§ Material for this exercise:
**********
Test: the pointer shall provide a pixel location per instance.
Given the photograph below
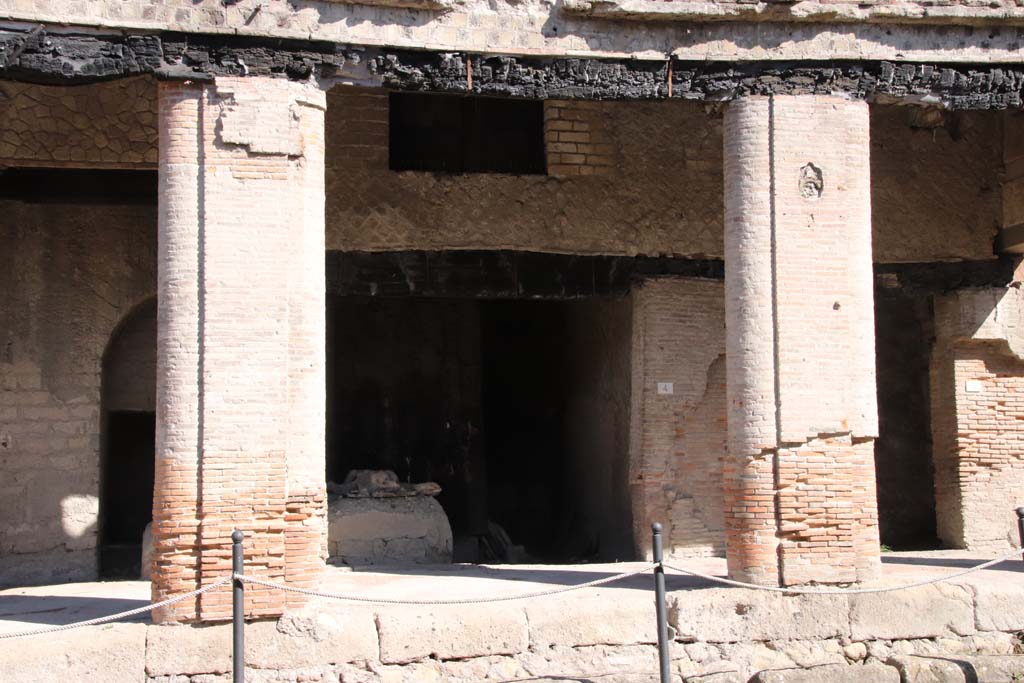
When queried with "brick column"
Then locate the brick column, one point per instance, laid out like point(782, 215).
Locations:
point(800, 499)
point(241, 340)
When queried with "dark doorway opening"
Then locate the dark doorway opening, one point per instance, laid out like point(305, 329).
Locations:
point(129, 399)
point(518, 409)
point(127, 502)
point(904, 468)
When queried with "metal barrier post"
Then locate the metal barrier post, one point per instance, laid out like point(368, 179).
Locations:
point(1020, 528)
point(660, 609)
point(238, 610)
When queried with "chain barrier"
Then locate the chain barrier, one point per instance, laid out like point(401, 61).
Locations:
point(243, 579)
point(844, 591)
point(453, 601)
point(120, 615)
**********
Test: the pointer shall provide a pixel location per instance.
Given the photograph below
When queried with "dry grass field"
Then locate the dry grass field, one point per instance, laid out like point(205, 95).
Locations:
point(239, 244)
**********
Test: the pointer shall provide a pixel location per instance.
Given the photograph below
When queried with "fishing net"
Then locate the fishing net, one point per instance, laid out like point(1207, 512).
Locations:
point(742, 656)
**********
Please report each line of the records above that contains the word "column", copying every such line in full. Treat the match as case-sensitive.

When queried with "brick column"
Then locate the brick column, one point per instance, laid out like point(782, 215).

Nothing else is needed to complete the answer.